*Task directions*: Rename every "one marker per instance" in the data to "one point per object" and reproduce the lines with nothing else altered.

Data
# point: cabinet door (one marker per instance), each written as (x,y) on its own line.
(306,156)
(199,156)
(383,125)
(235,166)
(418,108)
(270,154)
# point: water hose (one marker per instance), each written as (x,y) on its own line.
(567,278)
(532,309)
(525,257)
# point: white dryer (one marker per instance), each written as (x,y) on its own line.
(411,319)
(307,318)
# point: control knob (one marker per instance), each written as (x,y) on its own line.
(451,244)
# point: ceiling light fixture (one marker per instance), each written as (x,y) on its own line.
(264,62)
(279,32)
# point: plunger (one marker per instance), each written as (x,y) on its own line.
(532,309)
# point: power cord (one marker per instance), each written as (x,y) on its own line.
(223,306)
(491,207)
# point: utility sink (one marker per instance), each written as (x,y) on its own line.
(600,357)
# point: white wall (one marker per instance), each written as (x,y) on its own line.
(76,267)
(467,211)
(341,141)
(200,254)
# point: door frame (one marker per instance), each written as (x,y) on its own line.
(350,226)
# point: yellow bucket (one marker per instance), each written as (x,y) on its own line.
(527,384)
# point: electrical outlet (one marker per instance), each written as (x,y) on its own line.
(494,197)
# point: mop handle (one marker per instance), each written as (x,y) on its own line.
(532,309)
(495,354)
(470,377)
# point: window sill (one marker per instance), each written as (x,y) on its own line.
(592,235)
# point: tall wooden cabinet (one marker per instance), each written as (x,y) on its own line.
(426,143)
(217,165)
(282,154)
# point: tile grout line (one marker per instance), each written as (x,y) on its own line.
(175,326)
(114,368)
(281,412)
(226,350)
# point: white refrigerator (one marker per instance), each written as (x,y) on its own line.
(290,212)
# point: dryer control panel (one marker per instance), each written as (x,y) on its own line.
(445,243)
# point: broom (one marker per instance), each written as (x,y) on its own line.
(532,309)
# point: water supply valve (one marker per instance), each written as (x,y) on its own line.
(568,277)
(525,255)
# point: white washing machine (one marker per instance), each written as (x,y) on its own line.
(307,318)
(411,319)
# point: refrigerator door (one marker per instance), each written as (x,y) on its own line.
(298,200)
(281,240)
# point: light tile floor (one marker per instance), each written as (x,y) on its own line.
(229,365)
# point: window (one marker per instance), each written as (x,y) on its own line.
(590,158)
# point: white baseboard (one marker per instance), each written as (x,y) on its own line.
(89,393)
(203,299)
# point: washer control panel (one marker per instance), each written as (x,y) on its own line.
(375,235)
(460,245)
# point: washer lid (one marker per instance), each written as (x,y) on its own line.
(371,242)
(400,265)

*The response*:
# point: cabinet door (one point per object), each written as (x,y) on its own line.
(306,156)
(199,156)
(383,125)
(235,166)
(418,108)
(270,154)
# point: water hose (one point per object), each written as (x,y) on its own line.
(567,278)
(532,309)
(525,257)
# point: white dryer (one point per object), each written as (x,y) on its own line.
(411,319)
(307,318)
# point: control knob (one point per object), each written as (x,y) on its own line.
(451,244)
# point: ceiling light fixture (one point per object), each written as (x,y) on its own line.
(264,62)
(279,32)
# point: plunger (one point per object), each written as (x,y) on its own line.
(532,309)
# point: power cord (one point per object), each written as (x,y) on its own line.
(223,306)
(491,207)
# point: utility sink (one point per object), each written as (x,y) on its own line.
(600,357)
# point: white wall (one point per object), each written as (x,y) on its own line.
(76,267)
(467,211)
(341,141)
(200,254)
# point: door frame (one point per object), each written as (x,y) on its own line.
(350,226)
# point: yellow bucket (one point per object), each written as (x,y) on its own line.
(527,384)
# point: electrical outlet (one point per object), each written as (x,y) on its own line.
(494,197)
# point: mop handle (one point per object), each written as (x,y) on its own line.
(532,309)
(495,354)
(470,377)
# point: window sill (one point per object), each written as (x,y) on its own line.
(592,235)
# point: tall wooden cabinet (one point per object), each written as (x,y) on its own line.
(426,143)
(217,165)
(282,154)
# point: tile grout line (one point per object), each written as (x,y) on its own line.
(175,326)
(114,368)
(281,412)
(226,350)
# point: white refrigerator (one point per object), each written as (x,y) on its own line.
(290,212)
# point: dryer control panel (one point per object), each written as (x,y) on its own line.
(445,243)
# point: broom (one point per object), each written as (x,y) on its own line.
(532,309)
# point: water supply valve (one point per object), each written as (x,y) on its own line.
(568,277)
(525,255)
# point: white washing machine (one point per object), each written as (x,y) on its own line.
(307,318)
(411,319)
# point: refrigerator door (one point per object), each written as (x,y) on its own line.
(298,200)
(281,240)
# point: light tile floor (one point per object), each written as (x,y) on its own line.
(229,365)
# point: window (one point per object), each written as (x,y) on its own line.
(590,158)
# point: white baseboard (one point per object), each written as (x,y) on its own line.
(89,393)
(203,299)
# point: washer control panel (one point per object), each written as (x,y) on its own line.
(375,235)
(460,245)
# point: washer lid (one point per object), each written as (x,y) on its own line.
(371,242)
(400,265)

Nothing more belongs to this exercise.